● **Vorgegebener Text**
※ ※ ※

Lobbys machen Lobbykritik

publiziert: Mittwoch, 16. Mrz 2016 / 10:49 Uhr / aktualisiert: Mittwoch, 16. Mrz 2016 / 13:00 Uhr
Reiner Datenjournalismus à la NZZ wird den Preis der Macht nicht enthüllen.
Reiner Datenjournalismus à la NZZ wird den Preis der Macht nicht enthüllen.

Die NZZ macht auf Datajournalismus und präsentiert die Lobbys im Schweizer Parlament. An der Grafik zeigen sich alle Vor- und Nachteile von Dateninformationen. Besser machen es Dominik Feusi von der BAZ und lobbywatch.ch

5 Meldungen im Zusammenhang
Weiterführende Links zur Meldung:

Lobbybeobachtungsportal 'Lobbywatch'
Das Schweizer Portal für die Beobachtung von Lobbys in der Politik.
lobbywatch.ch

Artikel Baslerzeitung über Alpiq-Campagne
Wie die Schweizer Stromindustrie ein Problem kreiert, dass durch Subventionen gelöst werden soll.
bazonline.ch

NZZ versucht Datenjournalismus
Die NZZ versucht anhand Daten ohne Kontext die Lobbys in der Schweiz zu analysieren.
nzz.ch

Zuerst zur NZZ-Lobbyauswertung: Erstens sagt die Übersicht nichts über die finanziellen Verstrickungen, d.h. das Kapital der Lobbys aus. Als ob die Zahl, wer mit welchen Interessenverbänden verbandelt ist, irgendetwas über Gestaltungs- und Finanzmacht aussagen würde. Zweitens schwächt die NZZ den Eindruck der Wirtschaftsdominanz, indem sie die generelle Kapitalistenlobby in Versicherungen, Wirtschaftsdachverbände, Industrie&Energie und Bauwirtschaft&Immobilien teilt. Dafür sind alle linksgrünen Interessenverbände unter einem Dach zusammengefasst und ergeben den riesigen Balken «Hilfswerke, Nonprofit-Organisationen und Soziales.» Ein Schelm, wer sich Böses dabei denkt, zumal René Zeller sofort kommentiert: «Es sind nicht primär Banken und Wirtschaftsverbände, die mit ihren Tentakeln Gesetzesprozesse steuern.» Wenn eine frisch gewählte Nationalrätin innert wenigen Jahren ihre Verwaltungsratssitze verdreifachen kann, dann braucht es keine «Tentakel», da reicht das Sitzungshonorar, um entsprechende Gesetzgebungsprozesse zu fördern.

Die NZZ betreibt mit ihrer Lobby-Übersicht die in den Leitmedien beliebte Oberflächenkritik, die vor allem das Publikum beruhigen soll und die bestehenden Machtverhältnisse legitimierend und beschönigend «kritisiert.»

※ ※ ※

● **Übungsdaten**

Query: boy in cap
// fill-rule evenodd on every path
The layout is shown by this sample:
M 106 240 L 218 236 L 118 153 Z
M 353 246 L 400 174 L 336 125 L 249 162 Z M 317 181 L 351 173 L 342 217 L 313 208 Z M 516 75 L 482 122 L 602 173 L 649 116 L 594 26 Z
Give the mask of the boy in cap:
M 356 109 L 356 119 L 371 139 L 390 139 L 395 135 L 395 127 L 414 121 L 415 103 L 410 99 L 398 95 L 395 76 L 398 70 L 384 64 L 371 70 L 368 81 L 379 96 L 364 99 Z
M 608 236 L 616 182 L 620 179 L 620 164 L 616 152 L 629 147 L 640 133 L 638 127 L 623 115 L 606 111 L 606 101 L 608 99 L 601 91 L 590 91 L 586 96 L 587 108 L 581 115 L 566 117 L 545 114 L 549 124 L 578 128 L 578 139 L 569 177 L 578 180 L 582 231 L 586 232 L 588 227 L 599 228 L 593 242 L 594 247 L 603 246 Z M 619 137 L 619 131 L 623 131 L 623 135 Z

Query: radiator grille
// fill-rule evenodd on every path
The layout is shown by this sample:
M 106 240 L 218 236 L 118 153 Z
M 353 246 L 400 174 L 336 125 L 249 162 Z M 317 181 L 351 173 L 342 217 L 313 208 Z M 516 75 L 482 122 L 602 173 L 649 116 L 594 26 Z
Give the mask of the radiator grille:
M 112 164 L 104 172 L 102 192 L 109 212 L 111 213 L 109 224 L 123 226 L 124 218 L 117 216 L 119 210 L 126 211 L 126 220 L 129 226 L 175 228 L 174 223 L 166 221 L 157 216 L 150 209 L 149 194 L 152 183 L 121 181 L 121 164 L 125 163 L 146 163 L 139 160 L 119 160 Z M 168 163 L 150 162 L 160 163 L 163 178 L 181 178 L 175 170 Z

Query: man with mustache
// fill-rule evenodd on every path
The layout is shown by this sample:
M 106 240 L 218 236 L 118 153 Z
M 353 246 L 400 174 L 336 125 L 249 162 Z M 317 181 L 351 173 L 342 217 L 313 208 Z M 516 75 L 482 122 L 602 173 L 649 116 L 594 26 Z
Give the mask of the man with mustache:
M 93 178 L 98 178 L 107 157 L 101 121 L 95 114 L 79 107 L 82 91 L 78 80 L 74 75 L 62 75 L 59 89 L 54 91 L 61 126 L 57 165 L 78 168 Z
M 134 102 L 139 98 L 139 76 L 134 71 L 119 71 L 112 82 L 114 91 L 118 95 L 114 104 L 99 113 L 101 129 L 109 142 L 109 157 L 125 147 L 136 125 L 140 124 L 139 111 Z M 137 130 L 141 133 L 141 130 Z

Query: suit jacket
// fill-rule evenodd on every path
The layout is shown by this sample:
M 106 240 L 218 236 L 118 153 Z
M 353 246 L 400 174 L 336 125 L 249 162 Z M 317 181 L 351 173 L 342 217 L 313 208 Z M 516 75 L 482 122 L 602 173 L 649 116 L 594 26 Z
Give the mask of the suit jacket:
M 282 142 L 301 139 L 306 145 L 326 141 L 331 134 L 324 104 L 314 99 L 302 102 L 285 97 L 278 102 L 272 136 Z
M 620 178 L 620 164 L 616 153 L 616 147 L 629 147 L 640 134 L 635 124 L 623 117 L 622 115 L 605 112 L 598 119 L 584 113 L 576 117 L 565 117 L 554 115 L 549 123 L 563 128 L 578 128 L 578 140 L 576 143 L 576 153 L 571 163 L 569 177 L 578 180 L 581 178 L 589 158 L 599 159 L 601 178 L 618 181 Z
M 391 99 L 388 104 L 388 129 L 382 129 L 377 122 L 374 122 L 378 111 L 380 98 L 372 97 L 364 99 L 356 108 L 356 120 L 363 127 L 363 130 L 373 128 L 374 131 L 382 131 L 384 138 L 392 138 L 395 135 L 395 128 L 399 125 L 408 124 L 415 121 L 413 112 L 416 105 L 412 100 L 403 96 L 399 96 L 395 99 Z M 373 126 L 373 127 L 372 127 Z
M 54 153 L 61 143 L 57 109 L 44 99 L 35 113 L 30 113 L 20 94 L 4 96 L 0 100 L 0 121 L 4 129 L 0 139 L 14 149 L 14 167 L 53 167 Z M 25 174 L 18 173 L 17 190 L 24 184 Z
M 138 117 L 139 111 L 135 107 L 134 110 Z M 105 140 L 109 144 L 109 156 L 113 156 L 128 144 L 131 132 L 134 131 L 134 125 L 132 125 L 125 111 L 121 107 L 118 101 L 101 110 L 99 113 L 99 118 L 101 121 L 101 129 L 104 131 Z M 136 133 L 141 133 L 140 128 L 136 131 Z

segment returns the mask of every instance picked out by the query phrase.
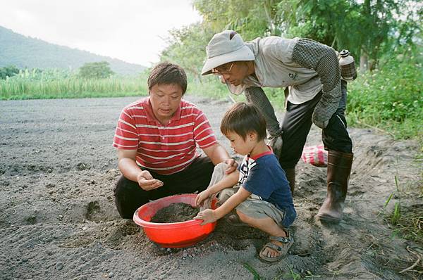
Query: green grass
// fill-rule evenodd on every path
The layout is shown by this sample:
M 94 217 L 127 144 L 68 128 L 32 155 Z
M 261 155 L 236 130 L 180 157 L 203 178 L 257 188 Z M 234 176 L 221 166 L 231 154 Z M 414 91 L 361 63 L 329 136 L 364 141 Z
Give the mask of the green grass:
M 382 61 L 378 70 L 362 73 L 349 83 L 347 119 L 350 126 L 372 127 L 396 139 L 416 139 L 423 153 L 422 58 L 417 54 L 405 53 L 396 59 Z M 145 72 L 135 77 L 85 79 L 63 70 L 25 70 L 0 80 L 0 100 L 145 96 L 147 77 Z M 283 89 L 264 91 L 275 108 L 283 110 Z M 201 80 L 189 77 L 187 96 L 190 94 L 245 100 L 243 95 L 230 94 L 226 85 L 212 75 Z
M 47 76 L 26 70 L 0 79 L 0 100 L 117 97 L 148 93 L 145 75 L 86 79 L 69 73 L 49 72 L 51 75 Z
M 376 128 L 397 139 L 415 139 L 422 145 L 422 63 L 413 56 L 402 58 L 388 60 L 349 84 L 347 117 L 355 127 Z

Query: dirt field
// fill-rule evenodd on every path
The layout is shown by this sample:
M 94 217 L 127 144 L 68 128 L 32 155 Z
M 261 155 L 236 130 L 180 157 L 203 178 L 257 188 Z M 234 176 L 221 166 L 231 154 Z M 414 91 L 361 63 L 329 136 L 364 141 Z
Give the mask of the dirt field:
M 220 118 L 230 103 L 195 96 L 221 143 Z M 121 108 L 136 98 L 0 101 L 0 279 L 418 279 L 415 255 L 378 215 L 396 191 L 402 211 L 423 208 L 417 188 L 418 145 L 367 129 L 350 129 L 355 161 L 344 219 L 326 226 L 314 219 L 326 196 L 326 169 L 302 162 L 297 172 L 292 227 L 295 243 L 276 265 L 261 262 L 266 236 L 219 221 L 195 246 L 160 248 L 130 220 L 119 217 L 113 189 L 119 174 L 111 146 Z M 308 144 L 320 143 L 313 127 Z M 422 249 L 421 246 L 419 249 Z M 418 272 L 419 271 L 420 272 Z M 298 278 L 296 278 L 298 279 Z

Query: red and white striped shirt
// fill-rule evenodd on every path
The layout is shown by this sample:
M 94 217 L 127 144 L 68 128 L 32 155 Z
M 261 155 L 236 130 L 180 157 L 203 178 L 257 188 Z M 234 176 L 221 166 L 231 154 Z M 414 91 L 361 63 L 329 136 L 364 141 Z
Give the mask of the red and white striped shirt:
M 183 99 L 169 123 L 163 125 L 154 117 L 147 97 L 123 108 L 113 146 L 137 150 L 136 162 L 141 167 L 171 174 L 183 170 L 199 156 L 196 144 L 205 148 L 216 143 L 209 120 L 195 105 Z

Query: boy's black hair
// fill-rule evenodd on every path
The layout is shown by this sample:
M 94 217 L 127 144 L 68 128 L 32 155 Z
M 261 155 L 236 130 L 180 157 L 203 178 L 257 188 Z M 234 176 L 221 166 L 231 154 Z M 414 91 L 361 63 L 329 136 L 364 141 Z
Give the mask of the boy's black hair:
M 226 111 L 221 122 L 224 135 L 235 132 L 244 141 L 248 132 L 257 134 L 258 140 L 266 139 L 266 120 L 259 109 L 251 103 L 238 102 Z
M 187 91 L 187 75 L 182 67 L 168 62 L 163 62 L 157 64 L 152 70 L 147 83 L 149 90 L 151 90 L 155 84 L 179 84 L 183 95 Z

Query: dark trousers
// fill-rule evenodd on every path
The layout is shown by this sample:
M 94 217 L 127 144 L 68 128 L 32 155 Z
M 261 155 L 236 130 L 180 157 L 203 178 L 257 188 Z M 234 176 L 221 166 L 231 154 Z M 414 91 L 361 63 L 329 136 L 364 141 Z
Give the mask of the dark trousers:
M 328 126 L 321 132 L 325 149 L 342 153 L 352 153 L 352 143 L 347 131 L 344 115 L 347 98 L 346 82 L 342 81 L 342 98 L 339 107 L 329 120 Z M 293 168 L 301 158 L 307 136 L 312 127 L 312 115 L 320 101 L 321 91 L 313 99 L 301 103 L 288 102 L 286 113 L 282 124 L 283 140 L 279 163 L 282 168 Z
M 135 210 L 150 200 L 179 193 L 190 193 L 207 189 L 214 165 L 208 157 L 199 157 L 185 170 L 171 175 L 148 170 L 154 179 L 163 182 L 162 186 L 145 191 L 137 182 L 119 177 L 114 189 L 118 212 L 124 219 L 132 219 Z

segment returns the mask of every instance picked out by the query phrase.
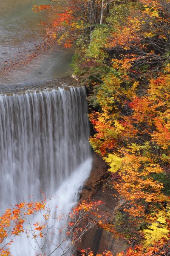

※ ※ ※

● **Aufgaben**
[A] Unter welcher Bezeichnung fasst die NZZ laut dem Text über Lobbykritik alle linksgrünen Interessenverbände zusammen?
[B] Bitte stelle die Zeilen der Datensätze vom Anfang bis einschließlich der Zeile mit "Give the mask of the boy in" als Markdown-Tabelle mit den Spalten Nr und Zeile dar. Leere Zeilen lässt du weg.

● **Lösungen nach Reihenfolge**
[A] Unter «Hilfswerke, Nonprofit-Organisationen und Soziales».

[B]
| Nr | Zeile |
|---|---|
| 1 | Query: boy in cap |
| 2 | // fill-rule evenodd on every path |
| 3 | The layout is shown by this sample: |
| 4 | M 106 240 L 218 236 L 118 153 Z |
| 5 | M 353 246 L 400 174 L 336 125 L 249 162 Z M 317 181 L 351 173 L 342 217 L 313 208 Z M 516 75 L 482 122 L 602 173 L 649 116 L 594 26 Z |
| 6 | Give the mask of the boy in cap: |